ABOUT THIS EXERCISE ->
At the line containing "Target: fire truck license plate", begin setting down the entries exactly, and stop only after the last line.

ENTRIES SHOWN ->
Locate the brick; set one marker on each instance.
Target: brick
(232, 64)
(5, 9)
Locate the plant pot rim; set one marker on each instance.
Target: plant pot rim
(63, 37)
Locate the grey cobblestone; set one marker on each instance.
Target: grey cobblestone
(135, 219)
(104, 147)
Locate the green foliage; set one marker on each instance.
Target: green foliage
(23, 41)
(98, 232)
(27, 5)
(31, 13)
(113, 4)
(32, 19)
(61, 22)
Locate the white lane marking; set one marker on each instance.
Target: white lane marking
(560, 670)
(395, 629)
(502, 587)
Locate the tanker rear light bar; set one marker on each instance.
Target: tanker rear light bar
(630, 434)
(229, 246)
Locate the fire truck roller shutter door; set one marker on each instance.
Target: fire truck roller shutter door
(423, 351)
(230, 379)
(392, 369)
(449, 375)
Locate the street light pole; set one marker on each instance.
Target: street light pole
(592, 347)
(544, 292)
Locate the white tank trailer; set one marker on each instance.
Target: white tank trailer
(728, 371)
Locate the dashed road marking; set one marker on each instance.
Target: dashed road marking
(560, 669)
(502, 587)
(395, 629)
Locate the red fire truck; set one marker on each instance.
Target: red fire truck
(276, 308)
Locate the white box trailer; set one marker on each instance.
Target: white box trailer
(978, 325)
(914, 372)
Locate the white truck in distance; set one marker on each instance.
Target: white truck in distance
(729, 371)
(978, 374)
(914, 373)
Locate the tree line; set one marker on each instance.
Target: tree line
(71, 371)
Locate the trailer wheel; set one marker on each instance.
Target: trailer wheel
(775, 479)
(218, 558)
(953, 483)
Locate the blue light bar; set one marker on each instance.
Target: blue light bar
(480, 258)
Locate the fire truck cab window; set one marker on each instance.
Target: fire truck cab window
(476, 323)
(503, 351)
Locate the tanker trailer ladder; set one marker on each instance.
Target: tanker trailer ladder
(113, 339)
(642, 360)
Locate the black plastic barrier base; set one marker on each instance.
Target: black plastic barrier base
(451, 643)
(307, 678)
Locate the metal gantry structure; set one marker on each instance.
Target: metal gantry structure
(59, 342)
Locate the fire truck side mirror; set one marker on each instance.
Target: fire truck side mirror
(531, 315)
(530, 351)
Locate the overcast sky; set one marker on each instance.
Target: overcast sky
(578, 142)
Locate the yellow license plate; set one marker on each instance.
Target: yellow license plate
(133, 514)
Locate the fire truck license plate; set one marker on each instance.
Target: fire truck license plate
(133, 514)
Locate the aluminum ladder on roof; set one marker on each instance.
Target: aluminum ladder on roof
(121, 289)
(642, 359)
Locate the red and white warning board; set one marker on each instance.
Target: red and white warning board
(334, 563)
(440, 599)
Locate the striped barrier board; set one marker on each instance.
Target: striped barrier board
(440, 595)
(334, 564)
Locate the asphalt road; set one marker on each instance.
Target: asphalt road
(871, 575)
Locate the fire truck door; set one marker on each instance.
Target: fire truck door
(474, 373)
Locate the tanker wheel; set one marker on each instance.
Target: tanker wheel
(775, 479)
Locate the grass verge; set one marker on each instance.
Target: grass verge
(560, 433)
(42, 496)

OUTPUT BELOW ->
Target: fire truck license plate
(133, 514)
Locate the aluminum ladder on roof; set one marker on each instance.
Target: aluminum ladder on roof
(121, 289)
(642, 359)
Locate the red and white warning board; set one marker on each instance.
Target: red and white warning board
(334, 563)
(440, 599)
Locate the striped barrier board; set one marker on each instance.
Target: striped barrier board
(440, 595)
(334, 564)
Locate the asphalt road; set one marker on each instance.
Target: asphalt road
(871, 575)
Locate the fire truck door; set one marker on each instance.
Target: fire truck door
(474, 373)
Locate the tanker wheel; set one marker on each instance.
Target: tanker wheel
(775, 479)
Locate the grass verge; set one marker on each instance.
Target: grass verge
(560, 433)
(42, 496)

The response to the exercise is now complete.